***** Record extracts *****

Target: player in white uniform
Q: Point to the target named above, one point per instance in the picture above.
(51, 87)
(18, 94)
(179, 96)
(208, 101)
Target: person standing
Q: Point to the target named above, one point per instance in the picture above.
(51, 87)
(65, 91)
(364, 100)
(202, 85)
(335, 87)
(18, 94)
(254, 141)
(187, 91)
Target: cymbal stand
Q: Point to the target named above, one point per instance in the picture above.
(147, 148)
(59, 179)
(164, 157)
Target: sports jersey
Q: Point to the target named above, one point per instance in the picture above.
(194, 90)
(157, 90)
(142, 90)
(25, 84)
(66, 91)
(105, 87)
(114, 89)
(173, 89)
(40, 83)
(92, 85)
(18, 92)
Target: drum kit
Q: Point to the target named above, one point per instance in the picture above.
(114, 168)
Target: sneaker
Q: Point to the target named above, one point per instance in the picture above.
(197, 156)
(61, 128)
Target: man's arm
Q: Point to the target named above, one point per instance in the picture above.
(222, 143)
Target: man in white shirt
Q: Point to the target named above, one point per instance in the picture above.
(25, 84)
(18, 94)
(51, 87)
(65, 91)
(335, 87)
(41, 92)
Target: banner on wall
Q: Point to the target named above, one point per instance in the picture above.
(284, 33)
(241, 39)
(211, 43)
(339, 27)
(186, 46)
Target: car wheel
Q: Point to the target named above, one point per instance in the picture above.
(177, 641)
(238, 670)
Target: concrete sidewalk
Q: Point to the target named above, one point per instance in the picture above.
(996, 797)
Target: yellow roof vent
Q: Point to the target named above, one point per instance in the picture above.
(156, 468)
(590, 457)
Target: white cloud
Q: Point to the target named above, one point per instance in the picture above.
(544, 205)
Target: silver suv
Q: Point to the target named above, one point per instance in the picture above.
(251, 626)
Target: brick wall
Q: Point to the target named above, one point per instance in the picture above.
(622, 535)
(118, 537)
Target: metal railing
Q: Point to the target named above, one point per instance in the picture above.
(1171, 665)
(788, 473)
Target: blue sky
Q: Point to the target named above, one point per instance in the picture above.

*****

### What you are asked to do:
Reproduce the records above, switching every "instance" to "occurrence" and leaving all other text unchanged.

### Output of the task:
Target: player in white uniform
Q: Point to the target named above, one point per occurrence in the picture above.
(51, 87)
(18, 94)
(179, 96)
(208, 101)
Target: person standing
Q: Point to the target named above, one point per occurrence in the picture above.
(51, 87)
(65, 91)
(364, 100)
(202, 85)
(335, 87)
(18, 94)
(254, 141)
(187, 91)
Target: cymbal stand
Q: Point to the target named above, one point per occurrence in the picture above.
(147, 148)
(59, 179)
(164, 157)
Target: sports jersey
Q: Point to the target named above, one point per occurrence in the picture above.
(194, 90)
(157, 90)
(142, 90)
(25, 84)
(66, 91)
(105, 87)
(114, 89)
(173, 89)
(40, 83)
(92, 85)
(18, 92)
Target: drum kit
Q: Point to the target named above, one point per occurrence in the picture above.
(114, 168)
Target: sneaker
Q: Point to the target named above, one point per occurrence in the picture above.
(197, 156)
(61, 128)
Target: man's arm
Q: Point to the target named above, one point per occurrence in the picture above.
(222, 143)
Target: man in white shirt
Q: Point to the target named above, one point per occurrence in the picture above.
(25, 84)
(18, 94)
(51, 87)
(65, 91)
(335, 87)
(41, 92)
Target: banner on wall
Q: Point to the target named above, one point per occurrence in the picture above.
(284, 33)
(241, 39)
(211, 43)
(339, 27)
(186, 46)
Target: car wheel
Q: Point to the target named above, one point per occurrence in the picture above.
(177, 641)
(238, 670)
Target: concrete sidewalk
Q: Point to the target named above, one point per occurrence in the picture above.
(996, 797)
Target: yellow roof vent
Q: Point to the target named above, one point per occurrence in the picture above.
(156, 468)
(590, 457)
Target: white cloud
Q: Point to the target named above, one point per occurrence in the picture above.
(544, 205)
Target: silver suv
Q: Point to the target named above, one point per occurrence in the picture above.
(251, 626)
Target: brick wall
Q: Point to the target named above, one point per occurrence in the picture above.
(622, 535)
(118, 537)
Target: metal railing
Q: Point to the target named above, one point per occurrence in the picture above.
(1171, 665)
(788, 473)
Target: blue sky
Q: Point to the target named above, one point per occurrence in the picture above.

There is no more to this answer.